**Work to do**
Continue the following article on the pianist Stephanie Trick, starting right after its final line.
╭─ Document section
Stephanie Trick (born 1987 in St. Louis, Missouri, United States) is an American stride, ragtime and jazz pianist.

Biography
Trick began playing piano at the age of five. Her interest outside classical music began at the age of ten, when her piano teacher introduced her to ragtime. She received her BA degree in music with honors from the University of Chicago in 2009.
Trick demonstrates piano performance and composition styles of stride, ragtime and jazz piano from the 1900s to the 1940s. She emphasizes jazz standards, stride and boogie-woogie tunes with an accent on her specialty of Harlem stride. Trick and her husband, pianist Paolo Alderighi, reside in both St. Louis and Milan, Italy, his home town.

Discography
 Piano Tricks (2005)
 Ragtime Tricks (2006)
 Hear That Rhythm! (2008)
 Stephanie Trick LIVE (2010)
 Something More (2011) – with Danny Coots (drums) and Jay Hungerford (bass)
 Two For One (2012) – with Paolo Alderighi (piano)
 Fourteen (2012) – with Lorraine Feather (vocal)
 Sentimental Journey (2014) – with Paolo Alderighi (piano)
╰─
╭─ Recorded information
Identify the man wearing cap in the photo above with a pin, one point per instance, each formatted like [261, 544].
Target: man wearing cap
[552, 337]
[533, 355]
╰─
**Solved problem**
 Double Trio Live (2015) – with Paolo Alderighi (piano) Marty Eggers (bass) Danny Coots (drums)
 Always (2016) – with Paolo Alderighi (piano) Roberto Piccolo (bass) Nicola Stranieri (drums)
 From Joplin to Jobim (2016) – Paolo Alderighi (piano) Engelbert Wrobel (reeds) Nicki Parrott (bass and vocals) Paolo Alderighi and Stephanie Trick, four-hands piano
 Broadway and More (2018) – with Paolo Alderighi (piano)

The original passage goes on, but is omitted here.